━━━ Source ━━━

42. Arrivée de Marie et de Joseph chez Elisabeth et Zacharie.
Une partie des visions qui suivent furent communiquées lors de la fête de la Visitation. en juillet 1820 : d'autres se présentèrent à elle dans une contemplation où elle entendit Eliud, un vieil Essénien de Nazareth, qui accompagnait Jésus allant se faire baptiser par saint Jean au mois de septembre de la première année de la prédication, raconter plusieurs choses relatives aux parents et à la première jeunesse du Sauveur, car il était en relations intimes avec la sainte Famille.
La maison de Zacharie était sur une colline isolée. Il y avait
alentour des groupes de maisons. Un ruisseau assez fort descendait de la montagne.
Il me sembla que c'était le moment où Zacharie revenait chez
lui de Jérusalem après les fêtes de Pâques. Je vis
Elisabeth, poussée par un désir inquiet, aller assez loin de
sa maison sur la route de Jérusalem, et Zacharie qui revenait, tout
effrayé de la rencontrer à une si grande distance de chez elle
dans la situation où elle se trouvait. Elle lui dit qu'elle avait le
coeur très agité, et qu'elle était poursuivie par la
pensée que sa cousine ..Marie de Nazareth venait la voir. Zacharie
chercha à lui faire perdre cette idée ; il lui fit entendre
par signes et en écrivant sur une tablette combien il était
peu vraisemblable qu'une nouvelle mariée entreprit en ce moment un
si grand voyage. Ils revinrent ensemble à la maison.
Elisabeth ne pouvait renoncer à son espérance, car elle avait
appris en songe qu'une femme de son sang était devenue la mère
du Messie promis. Elle avait pensé alors à Marie, avait conçu
un ardent désir de la voir et l'avait vue en esprit venant vers elle.
Elle avait préparé dans sa maison, à droite de l'entrée,
une petite chambre avec des sièges. C'était là qu'elle
était assise le lendemain, toujours dans l'attente, et regardant si
Marie arrivait Bientôt elle se leva et s'en alla sur la route au-devant
d'elle.
Élisabeth était une femme âgée, de grande taille
: elle avait je visage petit et de jolis traits ; sa tête était
enveloppée. Elle ne connaissait la sainte Vierge que de réputation.
Marie, la voyant de loin, connut que c'était elle, et s'en alla en
toute hâte à sa rencontre, précédant saint Joseph,
qui discrètement resta en arrière. Marie fut bientôt parmi
les maisons voisines dont les habitants, frappés de sa merveilleuse
beauté et émus d'une certaine dignité surnaturelle qui
était dans toute sa personne, se retirèrent respectueusement
quand elle rencontra Élisabeth. Elles se saluèrent amicalement
en se tendant la main. En ce moment, je vis un point lumineux dans la sainte
Vierge, et comme un rayon de lumière qui partait de là vers
Élisabeth, et dont celle-ci reçut une impression merveilleuse.

━━━

Consigne écrite 1:
Quelles lignes des enregistrements ci-dessous contiennent la chaîne « wall » ? Repérez-les et recopiez-les toutes.
Consigne écrite 2:
Pouvez-vous poursuivre le récit ci-dessus de la visite de Marie à Élisabeth, à partir de sa dernière phrase ?

━━━ Enregistrements fournis ━━━

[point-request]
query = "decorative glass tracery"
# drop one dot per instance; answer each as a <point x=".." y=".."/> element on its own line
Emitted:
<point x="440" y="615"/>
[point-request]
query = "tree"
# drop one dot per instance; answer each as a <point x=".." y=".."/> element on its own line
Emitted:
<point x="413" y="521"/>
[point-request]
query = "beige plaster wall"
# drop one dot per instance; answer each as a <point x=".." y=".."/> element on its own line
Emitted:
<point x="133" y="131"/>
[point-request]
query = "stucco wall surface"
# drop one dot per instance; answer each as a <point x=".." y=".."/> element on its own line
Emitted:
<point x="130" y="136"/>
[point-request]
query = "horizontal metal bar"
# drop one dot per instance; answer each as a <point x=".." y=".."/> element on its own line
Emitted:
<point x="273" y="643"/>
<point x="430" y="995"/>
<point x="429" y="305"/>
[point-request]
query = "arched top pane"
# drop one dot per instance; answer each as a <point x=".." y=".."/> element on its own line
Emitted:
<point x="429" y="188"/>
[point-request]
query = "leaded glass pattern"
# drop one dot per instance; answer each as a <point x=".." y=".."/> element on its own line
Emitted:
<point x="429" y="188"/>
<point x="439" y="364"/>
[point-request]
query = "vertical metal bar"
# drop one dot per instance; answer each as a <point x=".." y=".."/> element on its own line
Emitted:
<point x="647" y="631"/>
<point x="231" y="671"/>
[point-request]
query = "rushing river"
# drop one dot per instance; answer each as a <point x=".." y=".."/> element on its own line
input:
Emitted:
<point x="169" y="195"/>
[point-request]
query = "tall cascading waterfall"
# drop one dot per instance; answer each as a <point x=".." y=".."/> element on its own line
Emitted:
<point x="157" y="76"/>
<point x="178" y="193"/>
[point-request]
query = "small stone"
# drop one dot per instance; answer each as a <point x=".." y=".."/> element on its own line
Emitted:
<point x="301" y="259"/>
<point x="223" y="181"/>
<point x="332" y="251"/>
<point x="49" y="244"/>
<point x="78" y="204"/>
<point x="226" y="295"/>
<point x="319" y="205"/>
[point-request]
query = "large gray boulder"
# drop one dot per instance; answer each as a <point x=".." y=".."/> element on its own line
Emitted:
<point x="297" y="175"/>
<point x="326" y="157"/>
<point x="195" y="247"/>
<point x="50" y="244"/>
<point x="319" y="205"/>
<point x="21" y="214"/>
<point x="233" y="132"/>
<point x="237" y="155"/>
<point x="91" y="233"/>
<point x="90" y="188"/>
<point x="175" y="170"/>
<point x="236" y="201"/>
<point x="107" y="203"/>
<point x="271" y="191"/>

━━━

Réponse écrite 1:
query = "beige plaster wall"
query = "stucco wall surface"

Réponse écrite 2:
Elles ne s'arrêtèrent pas en présence des hommes ; mais,
se tenant par le bras, elles gagnèrent la maison par la cour placée
en avant : à la porte de la maison, Élisabeth souhaita encore
la bienvenue à Marie, et elles entrèrent.
Joseph, qui conduisait l'âne, arriva dans la cour, remit l'animal à
un serviteur et alla chercher Zacharie dans une salle ouverte sur le côté
de la maison. Il salua avec beaucoup d'humilité le vieux prêtre
; celui-ci l'embrassa cordialement et s'entretint avec lui au moyen de la
tablette sur laquelle il écrivait, car il était muet depuis
que l'ange lui avait apparu dans le temple.
Marie et Élisabeth, entrées par la porte de la maison, se trouvèrent
dans une salle qui me parut servir de cuisine. Ici elles se prirent par les
bras. Marie salua Élisabeth très amicalement, et elles appuyèrent
leurs joues l'une contre l'autre. Je vis alors quelque chose de lumineux rayonner
de Marie jusque dans l'intérieur d'Élisabeth ; celle-ci en fut
tout illuminée ; son coeur fut agité d'une sainte allégresse
et profondément ému. Elle se retira un peu en arrière
en élevant la main, et pleine d'humilité, de joie et d'enthousiasme,
elle s'écria : " Vous êtes bénie entre toutes les
femmes, et le fruit de vos entrailles est béni. D'où me vient
ceci que la mère de mol Seigneur vienne à moi ? Voici qu'aussitôt
que la voix de votre salutation est venue à mes oreilles, l'enfant
que je porte a tressailli de joie dans mon sein. vous êtes heureuse
d'avoir cru : ce qui vous a été dit par le Seigneur s'accomplira
".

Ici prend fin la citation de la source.